• _Exercise objective_
Within the records below, find each line with the word "logo" and copy it out.

Natural language region descriptions:
============================================================

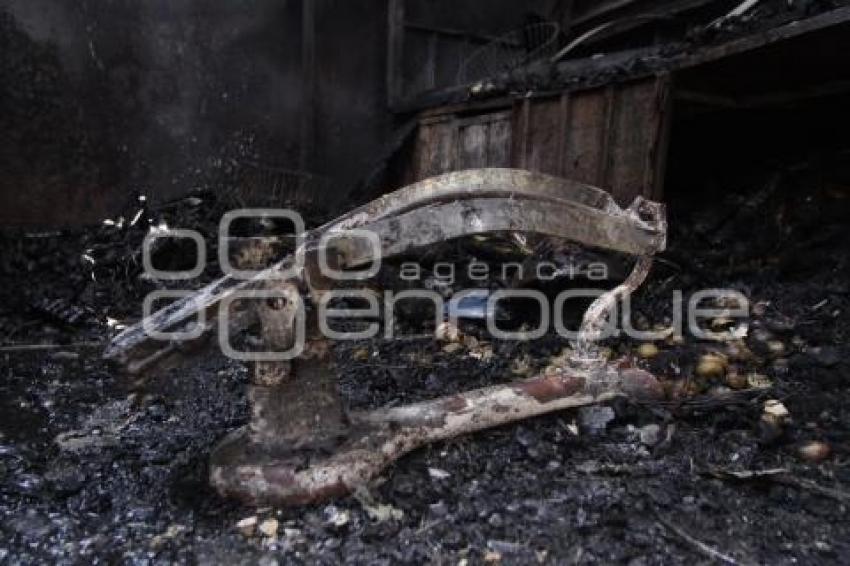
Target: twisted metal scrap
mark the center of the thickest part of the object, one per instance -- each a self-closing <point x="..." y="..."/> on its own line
<point x="300" y="445"/>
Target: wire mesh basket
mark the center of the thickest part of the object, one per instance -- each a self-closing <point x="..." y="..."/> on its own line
<point x="514" y="50"/>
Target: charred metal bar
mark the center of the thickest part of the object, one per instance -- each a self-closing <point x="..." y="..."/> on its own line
<point x="301" y="445"/>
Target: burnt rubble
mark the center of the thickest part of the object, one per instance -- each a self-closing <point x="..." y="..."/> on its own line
<point x="130" y="482"/>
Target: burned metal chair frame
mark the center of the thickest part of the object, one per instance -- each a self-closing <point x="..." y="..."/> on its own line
<point x="301" y="445"/>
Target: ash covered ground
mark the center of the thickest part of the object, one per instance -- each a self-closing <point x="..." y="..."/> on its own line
<point x="92" y="471"/>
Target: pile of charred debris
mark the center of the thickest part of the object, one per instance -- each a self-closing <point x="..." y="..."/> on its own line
<point x="740" y="460"/>
<point x="737" y="455"/>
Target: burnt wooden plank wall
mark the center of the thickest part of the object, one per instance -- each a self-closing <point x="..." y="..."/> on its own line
<point x="613" y="137"/>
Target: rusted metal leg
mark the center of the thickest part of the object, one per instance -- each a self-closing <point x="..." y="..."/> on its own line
<point x="296" y="410"/>
<point x="382" y="436"/>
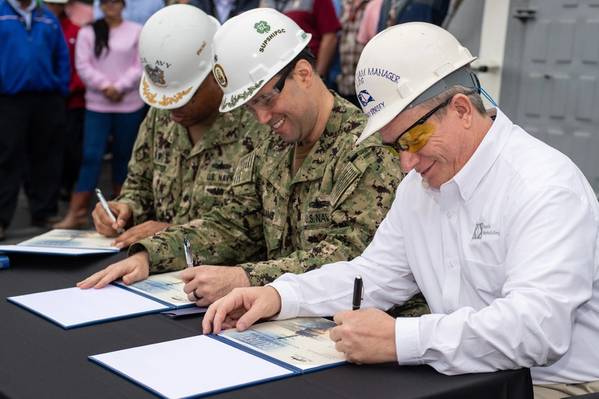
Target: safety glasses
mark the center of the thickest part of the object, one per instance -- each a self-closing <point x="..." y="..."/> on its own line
<point x="417" y="135"/>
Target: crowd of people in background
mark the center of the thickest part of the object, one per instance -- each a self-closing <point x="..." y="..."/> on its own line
<point x="75" y="96"/>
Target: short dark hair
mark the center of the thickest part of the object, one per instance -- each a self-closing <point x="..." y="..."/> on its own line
<point x="305" y="54"/>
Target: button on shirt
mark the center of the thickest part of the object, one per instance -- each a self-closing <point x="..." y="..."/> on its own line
<point x="505" y="254"/>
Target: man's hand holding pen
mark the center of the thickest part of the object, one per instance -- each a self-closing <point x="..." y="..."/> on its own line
<point x="364" y="336"/>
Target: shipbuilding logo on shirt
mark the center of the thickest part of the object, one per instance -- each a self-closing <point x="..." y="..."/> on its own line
<point x="478" y="232"/>
<point x="482" y="229"/>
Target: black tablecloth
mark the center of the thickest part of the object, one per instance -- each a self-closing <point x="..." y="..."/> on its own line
<point x="38" y="359"/>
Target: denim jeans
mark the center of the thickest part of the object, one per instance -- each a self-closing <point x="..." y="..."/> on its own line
<point x="98" y="127"/>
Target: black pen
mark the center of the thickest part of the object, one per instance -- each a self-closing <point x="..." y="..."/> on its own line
<point x="358" y="288"/>
<point x="104" y="204"/>
<point x="187" y="252"/>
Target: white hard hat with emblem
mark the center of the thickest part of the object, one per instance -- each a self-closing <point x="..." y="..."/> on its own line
<point x="175" y="47"/>
<point x="400" y="64"/>
<point x="250" y="49"/>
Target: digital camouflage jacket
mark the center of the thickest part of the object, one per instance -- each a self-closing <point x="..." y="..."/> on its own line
<point x="273" y="222"/>
<point x="169" y="180"/>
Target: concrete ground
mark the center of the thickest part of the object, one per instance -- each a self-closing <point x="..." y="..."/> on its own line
<point x="20" y="229"/>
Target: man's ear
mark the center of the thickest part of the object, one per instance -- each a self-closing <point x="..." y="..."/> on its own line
<point x="304" y="73"/>
<point x="464" y="108"/>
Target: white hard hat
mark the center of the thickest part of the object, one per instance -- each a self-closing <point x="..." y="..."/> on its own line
<point x="401" y="63"/>
<point x="175" y="47"/>
<point x="250" y="49"/>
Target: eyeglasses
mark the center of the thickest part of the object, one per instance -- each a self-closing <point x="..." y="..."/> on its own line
<point x="416" y="136"/>
<point x="267" y="100"/>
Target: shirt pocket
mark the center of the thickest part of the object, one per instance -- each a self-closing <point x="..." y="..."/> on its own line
<point x="166" y="191"/>
<point x="486" y="279"/>
<point x="316" y="221"/>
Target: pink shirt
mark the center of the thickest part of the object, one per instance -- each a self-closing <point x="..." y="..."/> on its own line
<point x="80" y="13"/>
<point x="119" y="67"/>
<point x="370" y="21"/>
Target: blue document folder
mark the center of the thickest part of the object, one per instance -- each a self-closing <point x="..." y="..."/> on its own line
<point x="230" y="360"/>
<point x="74" y="307"/>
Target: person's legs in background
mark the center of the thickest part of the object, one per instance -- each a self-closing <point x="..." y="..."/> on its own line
<point x="14" y="114"/>
<point x="72" y="151"/>
<point x="125" y="130"/>
<point x="45" y="149"/>
<point x="97" y="127"/>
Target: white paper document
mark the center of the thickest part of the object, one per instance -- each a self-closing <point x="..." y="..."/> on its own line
<point x="65" y="242"/>
<point x="73" y="307"/>
<point x="190" y="366"/>
<point x="204" y="365"/>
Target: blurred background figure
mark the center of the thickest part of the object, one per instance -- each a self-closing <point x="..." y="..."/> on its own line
<point x="107" y="61"/>
<point x="318" y="18"/>
<point x="34" y="77"/>
<point x="136" y="10"/>
<point x="221" y="9"/>
<point x="75" y="102"/>
<point x="80" y="12"/>
<point x="381" y="14"/>
<point x="349" y="47"/>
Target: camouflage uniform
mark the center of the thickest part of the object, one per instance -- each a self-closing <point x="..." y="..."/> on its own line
<point x="273" y="222"/>
<point x="170" y="180"/>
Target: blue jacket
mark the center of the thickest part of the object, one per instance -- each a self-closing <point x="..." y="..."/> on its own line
<point x="32" y="61"/>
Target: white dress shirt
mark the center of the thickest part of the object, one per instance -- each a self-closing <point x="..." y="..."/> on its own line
<point x="505" y="253"/>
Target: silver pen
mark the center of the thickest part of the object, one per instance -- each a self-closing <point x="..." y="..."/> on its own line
<point x="187" y="252"/>
<point x="107" y="209"/>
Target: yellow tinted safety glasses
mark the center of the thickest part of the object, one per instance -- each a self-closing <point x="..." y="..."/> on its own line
<point x="416" y="136"/>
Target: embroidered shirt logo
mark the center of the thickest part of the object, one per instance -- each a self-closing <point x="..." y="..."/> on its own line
<point x="481" y="230"/>
<point x="478" y="232"/>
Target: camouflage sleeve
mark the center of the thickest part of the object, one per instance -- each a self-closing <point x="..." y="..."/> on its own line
<point x="137" y="191"/>
<point x="227" y="235"/>
<point x="362" y="195"/>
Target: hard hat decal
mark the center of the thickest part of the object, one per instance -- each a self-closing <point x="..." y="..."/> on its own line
<point x="165" y="101"/>
<point x="219" y="74"/>
<point x="380" y="72"/>
<point x="262" y="27"/>
<point x="375" y="109"/>
<point x="202" y="47"/>
<point x="148" y="95"/>
<point x="269" y="38"/>
<point x="364" y="97"/>
<point x="156" y="75"/>
<point x="247" y="93"/>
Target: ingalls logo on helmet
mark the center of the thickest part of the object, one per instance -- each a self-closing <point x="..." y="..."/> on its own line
<point x="262" y="27"/>
<point x="156" y="75"/>
<point x="364" y="97"/>
<point x="219" y="74"/>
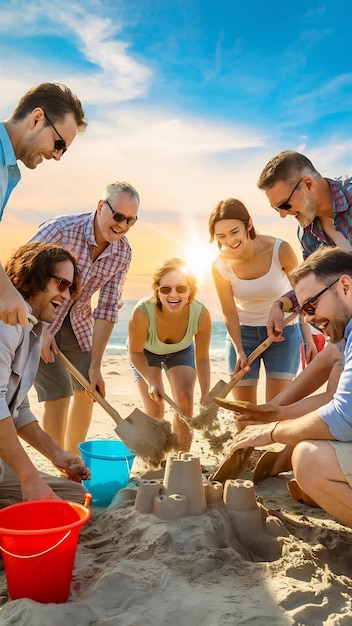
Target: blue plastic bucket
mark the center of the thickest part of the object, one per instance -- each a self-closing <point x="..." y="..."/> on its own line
<point x="110" y="462"/>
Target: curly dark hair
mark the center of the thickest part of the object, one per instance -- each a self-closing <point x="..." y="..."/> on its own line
<point x="33" y="264"/>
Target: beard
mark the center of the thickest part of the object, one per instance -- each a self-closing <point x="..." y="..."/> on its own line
<point x="307" y="213"/>
<point x="339" y="323"/>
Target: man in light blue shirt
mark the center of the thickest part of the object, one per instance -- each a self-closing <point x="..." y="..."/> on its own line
<point x="43" y="125"/>
<point x="322" y="457"/>
<point x="46" y="277"/>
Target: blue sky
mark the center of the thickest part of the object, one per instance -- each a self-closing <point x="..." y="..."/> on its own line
<point x="187" y="100"/>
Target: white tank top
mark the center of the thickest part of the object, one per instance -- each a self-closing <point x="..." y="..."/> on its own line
<point x="254" y="297"/>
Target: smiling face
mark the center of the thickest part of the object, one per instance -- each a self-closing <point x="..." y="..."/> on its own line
<point x="232" y="235"/>
<point x="303" y="205"/>
<point x="331" y="313"/>
<point x="46" y="303"/>
<point x="178" y="297"/>
<point x="106" y="228"/>
<point x="38" y="142"/>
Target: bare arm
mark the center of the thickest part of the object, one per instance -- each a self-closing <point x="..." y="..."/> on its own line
<point x="137" y="335"/>
<point x="230" y="316"/>
<point x="289" y="432"/>
<point x="101" y="335"/>
<point x="202" y="343"/>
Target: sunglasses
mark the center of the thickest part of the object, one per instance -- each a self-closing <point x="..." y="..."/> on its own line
<point x="59" y="144"/>
<point x="63" y="284"/>
<point x="309" y="306"/>
<point x="120" y="217"/>
<point x="285" y="206"/>
<point x="178" y="288"/>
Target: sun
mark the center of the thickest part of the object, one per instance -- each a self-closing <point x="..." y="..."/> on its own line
<point x="198" y="256"/>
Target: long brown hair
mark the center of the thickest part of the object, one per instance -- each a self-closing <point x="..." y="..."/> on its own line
<point x="230" y="209"/>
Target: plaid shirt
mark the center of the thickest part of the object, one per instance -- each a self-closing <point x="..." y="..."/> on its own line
<point x="107" y="273"/>
<point x="313" y="236"/>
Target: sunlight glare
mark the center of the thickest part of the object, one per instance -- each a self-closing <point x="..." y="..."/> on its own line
<point x="198" y="256"/>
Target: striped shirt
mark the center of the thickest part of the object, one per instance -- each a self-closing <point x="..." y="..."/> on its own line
<point x="106" y="274"/>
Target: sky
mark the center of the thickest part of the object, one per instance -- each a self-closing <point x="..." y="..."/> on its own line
<point x="186" y="100"/>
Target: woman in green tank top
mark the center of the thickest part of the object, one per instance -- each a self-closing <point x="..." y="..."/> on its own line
<point x="171" y="331"/>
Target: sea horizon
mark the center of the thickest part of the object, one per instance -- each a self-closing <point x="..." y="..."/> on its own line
<point x="117" y="341"/>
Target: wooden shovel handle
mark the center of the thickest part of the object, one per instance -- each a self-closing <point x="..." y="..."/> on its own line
<point x="175" y="407"/>
<point x="253" y="355"/>
<point x="85" y="384"/>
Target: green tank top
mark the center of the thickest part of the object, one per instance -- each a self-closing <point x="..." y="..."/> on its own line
<point x="153" y="343"/>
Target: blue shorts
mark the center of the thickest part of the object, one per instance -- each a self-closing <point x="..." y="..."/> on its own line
<point x="281" y="360"/>
<point x="167" y="361"/>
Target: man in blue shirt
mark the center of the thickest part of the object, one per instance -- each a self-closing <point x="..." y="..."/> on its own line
<point x="322" y="456"/>
<point x="46" y="277"/>
<point x="43" y="125"/>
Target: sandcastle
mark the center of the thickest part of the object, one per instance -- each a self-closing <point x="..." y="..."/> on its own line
<point x="184" y="490"/>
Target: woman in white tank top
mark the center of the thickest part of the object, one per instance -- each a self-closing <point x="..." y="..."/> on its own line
<point x="249" y="274"/>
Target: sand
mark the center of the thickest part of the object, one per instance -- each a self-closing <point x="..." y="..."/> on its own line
<point x="133" y="568"/>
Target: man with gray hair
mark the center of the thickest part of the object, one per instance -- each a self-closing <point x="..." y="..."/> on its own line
<point x="321" y="206"/>
<point x="322" y="439"/>
<point x="98" y="240"/>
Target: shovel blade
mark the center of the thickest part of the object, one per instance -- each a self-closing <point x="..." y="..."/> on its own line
<point x="147" y="437"/>
<point x="217" y="389"/>
<point x="232" y="466"/>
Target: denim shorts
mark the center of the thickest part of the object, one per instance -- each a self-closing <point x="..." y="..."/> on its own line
<point x="52" y="380"/>
<point x="167" y="361"/>
<point x="281" y="360"/>
<point x="343" y="451"/>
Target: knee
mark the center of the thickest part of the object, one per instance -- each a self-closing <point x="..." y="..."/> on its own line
<point x="306" y="463"/>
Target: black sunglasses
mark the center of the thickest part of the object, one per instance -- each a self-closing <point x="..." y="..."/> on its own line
<point x="285" y="206"/>
<point x="59" y="144"/>
<point x="120" y="217"/>
<point x="308" y="306"/>
<point x="178" y="288"/>
<point x="63" y="284"/>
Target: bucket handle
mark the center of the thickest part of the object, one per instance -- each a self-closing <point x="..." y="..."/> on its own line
<point x="33" y="556"/>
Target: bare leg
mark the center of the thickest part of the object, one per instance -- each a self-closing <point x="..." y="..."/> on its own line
<point x="78" y="421"/>
<point x="182" y="380"/>
<point x="55" y="418"/>
<point x="151" y="408"/>
<point x="318" y="473"/>
<point x="274" y="386"/>
<point x="246" y="393"/>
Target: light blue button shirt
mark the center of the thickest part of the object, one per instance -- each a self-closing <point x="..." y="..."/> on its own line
<point x="10" y="173"/>
<point x="337" y="414"/>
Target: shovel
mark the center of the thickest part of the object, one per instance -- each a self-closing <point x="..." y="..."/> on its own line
<point x="235" y="463"/>
<point x="221" y="389"/>
<point x="143" y="435"/>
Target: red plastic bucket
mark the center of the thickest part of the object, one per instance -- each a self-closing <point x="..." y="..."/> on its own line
<point x="38" y="541"/>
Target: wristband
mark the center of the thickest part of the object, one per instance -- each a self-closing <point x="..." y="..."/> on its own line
<point x="272" y="432"/>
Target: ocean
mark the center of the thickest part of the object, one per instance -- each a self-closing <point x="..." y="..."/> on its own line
<point x="117" y="341"/>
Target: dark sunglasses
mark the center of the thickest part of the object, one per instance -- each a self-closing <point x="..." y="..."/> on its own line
<point x="178" y="288"/>
<point x="59" y="144"/>
<point x="285" y="206"/>
<point x="309" y="306"/>
<point x="63" y="284"/>
<point x="120" y="217"/>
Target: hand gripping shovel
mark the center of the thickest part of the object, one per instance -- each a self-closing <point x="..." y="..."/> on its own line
<point x="143" y="435"/>
<point x="235" y="463"/>
<point x="221" y="389"/>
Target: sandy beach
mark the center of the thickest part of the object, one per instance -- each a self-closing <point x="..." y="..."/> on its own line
<point x="133" y="568"/>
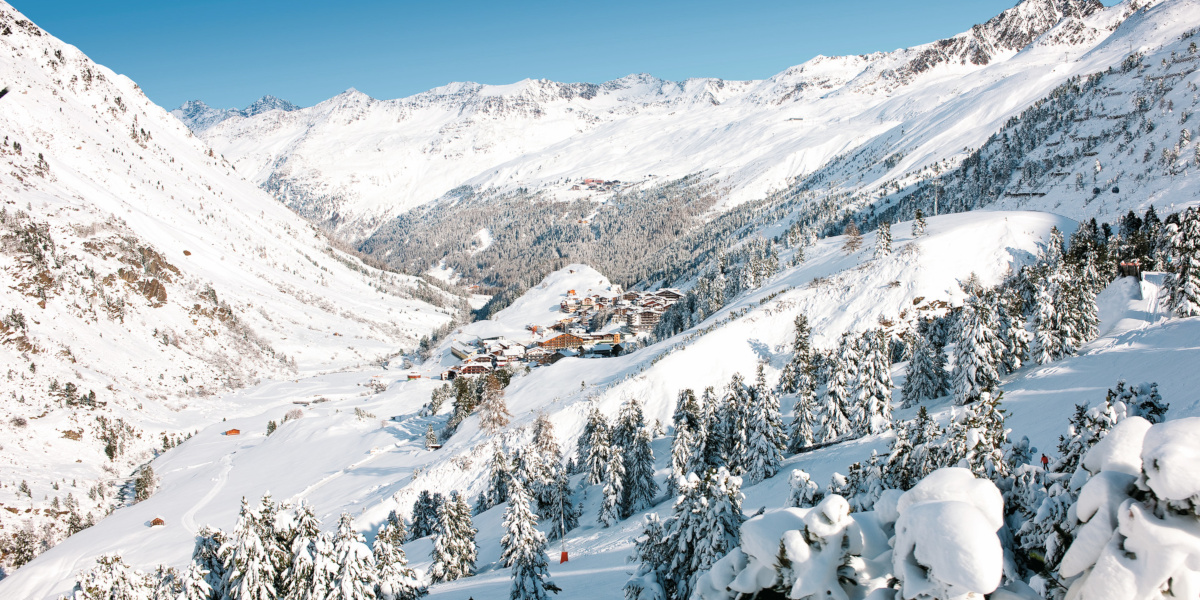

============================================================

• _Written answer_
Target: shipbuilding logo on shirt
Target: embroidered shirt logo
Target: ingalls logo on helmet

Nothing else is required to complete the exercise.